### EXTRACT TO READ

·····

A conjuration is a religious or magic formula presumed capable of preventing or overcoming evil, misfortune and disease. The conjuration is considered to give the person pronouncing it power and dominion over spirits, evil beasts and suchlike and to afford protection from witchcraft. In medieval times conjurations were used in many different connections, both within the Church and outside it.
Exorcism is the expulsion of the power of evil from human beings and objects. Exorcisms were practised on many occasions in the medieval Church, e.g. as a part of baptism and as the first stage in many benedictions. ‘Solemn exorcism’ was used for expelling evil from persons possessed by demons. Exorcism was never of a private nature but was always performed exclusively by authority of the Church.
Conjurations were much used in medieval medical practice. Usually this meant banishing the evil and demonic forces believed to cause illness. Conjurations were above all used against acute illnesses such as infections of the blood, festering wounds, toothache and earache, malaria and its accompanying spasms, and sudden states of illness, especially epileptic fits.
Conjurations usually included a few set phrases: an opening phrase on the lines of ‘I conjure’, an address to the subject of the conjuration, an invocation of a sacred power capable of combating the evil, and a command to the evil to obey and to comply with one’s wishes. The concluding command could be repeated several times. Conjurations could be reinforced by the invocation of persons, things and events considered sacred and, therefore, potent, such as the cross and blood of Christ or the Holy Sepulchre, the Passion story or the Last Judgement. Biblical events and occurrences in Christian legends were considered a source of power by virtue of their holiness. The conjuration could also be reinforced by accompanying acts, such as making the sign of the Cross, laying on hands or expulsion of air, to underly its imperative and binding nature.

·····

### TRY IT
Please continue the passage on medieval conjurations from its last sentence.

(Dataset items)

·····

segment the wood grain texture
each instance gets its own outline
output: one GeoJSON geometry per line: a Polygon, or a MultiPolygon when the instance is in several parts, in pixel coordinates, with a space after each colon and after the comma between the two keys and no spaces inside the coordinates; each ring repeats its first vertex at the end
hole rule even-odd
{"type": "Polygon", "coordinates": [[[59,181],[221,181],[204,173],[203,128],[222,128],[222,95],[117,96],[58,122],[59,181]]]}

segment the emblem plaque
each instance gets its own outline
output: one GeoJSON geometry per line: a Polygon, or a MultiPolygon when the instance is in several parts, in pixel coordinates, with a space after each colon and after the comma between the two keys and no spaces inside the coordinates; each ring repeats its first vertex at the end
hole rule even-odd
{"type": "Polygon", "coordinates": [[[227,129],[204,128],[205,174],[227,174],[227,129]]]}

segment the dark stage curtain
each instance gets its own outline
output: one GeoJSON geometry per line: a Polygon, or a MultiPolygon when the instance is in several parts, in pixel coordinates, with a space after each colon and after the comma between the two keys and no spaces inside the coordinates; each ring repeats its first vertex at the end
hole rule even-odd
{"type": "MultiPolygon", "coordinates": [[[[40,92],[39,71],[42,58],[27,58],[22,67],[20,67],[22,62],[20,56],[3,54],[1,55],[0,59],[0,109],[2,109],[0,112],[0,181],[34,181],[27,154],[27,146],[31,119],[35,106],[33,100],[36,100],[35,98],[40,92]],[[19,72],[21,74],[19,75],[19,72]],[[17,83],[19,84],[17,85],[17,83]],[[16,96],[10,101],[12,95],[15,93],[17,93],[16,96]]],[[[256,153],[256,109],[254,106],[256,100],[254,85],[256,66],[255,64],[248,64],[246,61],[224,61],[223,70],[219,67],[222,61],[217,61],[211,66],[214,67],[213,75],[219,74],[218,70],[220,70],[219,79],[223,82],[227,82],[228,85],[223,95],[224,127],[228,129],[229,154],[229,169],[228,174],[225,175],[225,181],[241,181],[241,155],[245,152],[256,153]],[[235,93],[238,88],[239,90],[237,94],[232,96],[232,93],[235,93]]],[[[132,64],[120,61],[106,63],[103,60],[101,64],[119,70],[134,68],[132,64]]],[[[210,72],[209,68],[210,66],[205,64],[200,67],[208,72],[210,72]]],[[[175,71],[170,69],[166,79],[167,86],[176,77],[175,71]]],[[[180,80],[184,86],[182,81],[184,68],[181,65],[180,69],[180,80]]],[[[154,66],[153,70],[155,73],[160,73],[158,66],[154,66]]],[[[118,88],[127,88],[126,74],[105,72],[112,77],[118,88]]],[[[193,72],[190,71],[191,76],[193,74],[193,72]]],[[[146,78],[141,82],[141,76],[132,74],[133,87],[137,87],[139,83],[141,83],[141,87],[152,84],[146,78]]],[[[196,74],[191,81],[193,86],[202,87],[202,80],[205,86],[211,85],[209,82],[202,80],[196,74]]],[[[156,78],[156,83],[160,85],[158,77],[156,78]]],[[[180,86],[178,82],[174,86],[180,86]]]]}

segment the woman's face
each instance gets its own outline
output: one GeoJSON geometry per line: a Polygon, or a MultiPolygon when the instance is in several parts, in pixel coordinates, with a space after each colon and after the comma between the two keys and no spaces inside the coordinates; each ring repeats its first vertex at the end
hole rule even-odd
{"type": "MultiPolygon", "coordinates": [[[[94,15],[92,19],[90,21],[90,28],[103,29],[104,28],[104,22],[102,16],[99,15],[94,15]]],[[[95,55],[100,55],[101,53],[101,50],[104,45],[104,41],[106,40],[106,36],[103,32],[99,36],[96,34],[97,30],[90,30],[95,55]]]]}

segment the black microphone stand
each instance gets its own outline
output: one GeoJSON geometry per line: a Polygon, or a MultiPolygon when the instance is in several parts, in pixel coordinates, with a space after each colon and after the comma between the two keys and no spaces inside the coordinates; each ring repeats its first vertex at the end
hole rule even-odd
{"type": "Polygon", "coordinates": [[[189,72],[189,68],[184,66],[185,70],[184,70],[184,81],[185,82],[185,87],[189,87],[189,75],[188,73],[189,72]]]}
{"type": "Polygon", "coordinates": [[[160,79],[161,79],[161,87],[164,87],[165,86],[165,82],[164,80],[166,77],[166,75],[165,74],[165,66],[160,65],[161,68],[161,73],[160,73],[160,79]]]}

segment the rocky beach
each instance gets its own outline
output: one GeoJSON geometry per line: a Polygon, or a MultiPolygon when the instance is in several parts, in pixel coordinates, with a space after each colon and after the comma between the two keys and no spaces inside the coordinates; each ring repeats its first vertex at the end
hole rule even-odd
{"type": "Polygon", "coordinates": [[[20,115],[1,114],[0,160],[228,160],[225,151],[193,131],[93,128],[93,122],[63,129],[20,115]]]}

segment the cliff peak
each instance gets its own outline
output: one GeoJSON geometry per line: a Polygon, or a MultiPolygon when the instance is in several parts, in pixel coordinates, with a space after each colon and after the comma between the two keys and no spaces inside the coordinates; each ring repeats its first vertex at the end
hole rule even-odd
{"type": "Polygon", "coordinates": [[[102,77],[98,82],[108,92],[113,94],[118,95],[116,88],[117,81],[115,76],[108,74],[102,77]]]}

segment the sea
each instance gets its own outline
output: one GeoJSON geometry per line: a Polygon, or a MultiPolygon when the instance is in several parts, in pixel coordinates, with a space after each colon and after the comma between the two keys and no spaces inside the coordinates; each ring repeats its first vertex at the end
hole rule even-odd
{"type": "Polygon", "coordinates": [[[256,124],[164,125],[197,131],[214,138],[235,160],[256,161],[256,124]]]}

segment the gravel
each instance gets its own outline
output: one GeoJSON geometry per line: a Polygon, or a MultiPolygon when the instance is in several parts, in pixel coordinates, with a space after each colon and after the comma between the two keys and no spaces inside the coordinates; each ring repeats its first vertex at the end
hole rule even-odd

·····

### EXERCISE RESPONSE
In Codex Gigas, the spread showing the Heavenly Jerusalem and the Devil is followed by three conjurations and two magic spells (ff. 290v-291r). Possibly these are intended as protection from, and a counterpoint to, the picture of the Devil on the preceding page. The text is written in large characters on a coloured background, just like the confession of sins preceding the pictorial spread.
The first conjuration is against sudden illnesses, and in it evil is addressed in the magic words puton, purpuron, diranx, celmagis, metton, ardon, lardon, asson and catulon, with accompanying signs of the Cross. The next two conjurations are against feverish states. One of them apostrophises the seven evil sisters of Satan. They are to be expelled from a ‘servant of God’ through the invocation of various events in the life of Christ, as well as angels, the Holy Virgin, John the Baptist, the Evangelists, the Apostles, the prophets and various saints.
In the second formula the evil one, bloodthirsty Dino, who has 150 talons, is adjured and commanded not to harm his victim but to ‘sleep like a yearling lamb’. Two of the magic spells concern theft. This type is known from both Jewish and Christian magic. One prescribes how to catch a thief with the aid of a medium – ‘a virgin unblemished youth’. His nails are to be anointed with thirteen drops of oil and he will then espy the thief in the glistening oil. The other informs us that, in order to see in a dream ‘the theft which has happened’, one must hold a letter in one’s left hand, invoke God by His holy name, as well as the archangels, and conjure the evil spirits to go home and sleep.